%%

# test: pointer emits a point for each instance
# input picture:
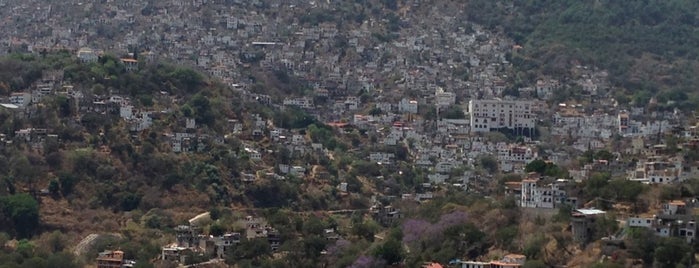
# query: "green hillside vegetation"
(648, 47)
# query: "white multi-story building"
(407, 106)
(489, 115)
(443, 98)
(549, 196)
(304, 102)
(20, 99)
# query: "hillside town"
(423, 89)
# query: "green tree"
(23, 210)
(671, 252)
(391, 251)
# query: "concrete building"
(582, 223)
(491, 115)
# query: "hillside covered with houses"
(326, 134)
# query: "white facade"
(487, 115)
(20, 99)
(87, 55)
(407, 106)
(443, 98)
(300, 102)
(550, 196)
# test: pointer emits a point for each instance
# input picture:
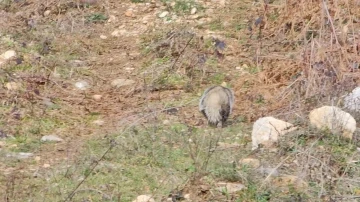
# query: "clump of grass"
(96, 18)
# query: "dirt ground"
(280, 58)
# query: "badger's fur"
(216, 104)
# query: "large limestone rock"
(352, 100)
(267, 130)
(334, 119)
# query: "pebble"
(193, 11)
(51, 138)
(97, 97)
(99, 122)
(129, 13)
(82, 85)
(12, 86)
(47, 12)
(163, 14)
(8, 54)
(46, 165)
(122, 82)
(20, 155)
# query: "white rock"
(163, 14)
(51, 138)
(193, 11)
(352, 100)
(8, 54)
(334, 119)
(230, 187)
(12, 86)
(82, 85)
(144, 198)
(122, 82)
(267, 130)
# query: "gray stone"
(51, 138)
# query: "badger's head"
(216, 104)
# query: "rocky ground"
(80, 79)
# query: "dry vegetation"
(282, 58)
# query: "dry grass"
(294, 56)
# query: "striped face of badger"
(216, 104)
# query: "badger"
(216, 104)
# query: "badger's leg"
(224, 113)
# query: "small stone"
(2, 143)
(97, 97)
(230, 187)
(37, 158)
(8, 54)
(267, 130)
(193, 11)
(51, 138)
(46, 165)
(77, 63)
(187, 196)
(254, 163)
(286, 181)
(119, 32)
(352, 100)
(129, 13)
(47, 12)
(268, 171)
(112, 18)
(82, 85)
(99, 122)
(122, 82)
(144, 198)
(12, 86)
(194, 17)
(20, 155)
(334, 119)
(163, 14)
(89, 2)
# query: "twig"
(331, 22)
(71, 195)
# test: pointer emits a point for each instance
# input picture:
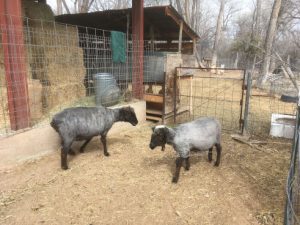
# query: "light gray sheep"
(200, 134)
(83, 123)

%%

EXERCISE OBJECTIVE: A word-for-word retyping of every record is required, without the pictures.

RESULT BELOW:
# test: pointer emits a point for each instance
# input picture:
# query: "green hillside vegetation"
(648, 47)
# query: "white multi-story building"
(407, 106)
(489, 115)
(443, 98)
(549, 196)
(304, 102)
(20, 99)
# query: "hillside town"
(423, 89)
# query: "green tree"
(23, 210)
(671, 252)
(391, 251)
# query: "concrete building"
(582, 223)
(491, 115)
# query: "hillside covered with houses"
(326, 134)
# query: "white facade"
(487, 115)
(20, 99)
(87, 55)
(407, 106)
(443, 98)
(300, 102)
(550, 196)
# test: pointer emits a point for each instance
# input picture:
# query: "clump of grass"
(96, 18)
# query: "dirt ground"
(280, 58)
# query: "badger's fur"
(216, 104)
# query: "large limestone rock"
(352, 100)
(267, 130)
(334, 119)
# query: "pebble"
(193, 11)
(51, 138)
(97, 97)
(99, 122)
(129, 13)
(82, 85)
(12, 86)
(47, 12)
(163, 14)
(8, 54)
(46, 165)
(122, 82)
(20, 155)
# query: "white rock"
(163, 14)
(51, 138)
(193, 11)
(352, 100)
(8, 54)
(334, 119)
(230, 187)
(12, 86)
(82, 85)
(144, 198)
(122, 82)
(267, 130)
# query: "gray stone"
(51, 138)
# query: "badger's head"
(216, 104)
# query: "rocky ground"
(80, 79)
# query: "dry vegetation"
(282, 58)
# query: "dry grass"
(294, 56)
# query: "striped face of badger"
(216, 104)
# query: "badger"
(216, 104)
# query: "badger's leg"
(224, 113)
# query: "small stone"
(2, 143)
(97, 97)
(230, 187)
(37, 158)
(8, 54)
(267, 130)
(193, 11)
(51, 138)
(46, 165)
(77, 63)
(187, 196)
(254, 163)
(286, 181)
(119, 32)
(352, 100)
(129, 13)
(47, 12)
(268, 171)
(112, 18)
(82, 85)
(99, 122)
(122, 82)
(144, 198)
(12, 86)
(194, 17)
(20, 155)
(334, 119)
(163, 14)
(89, 2)
# query: "twig"
(331, 22)
(71, 195)
# test: pointer emits a point for each instance
# input picture:
# query: "light gray sheep"
(200, 134)
(83, 123)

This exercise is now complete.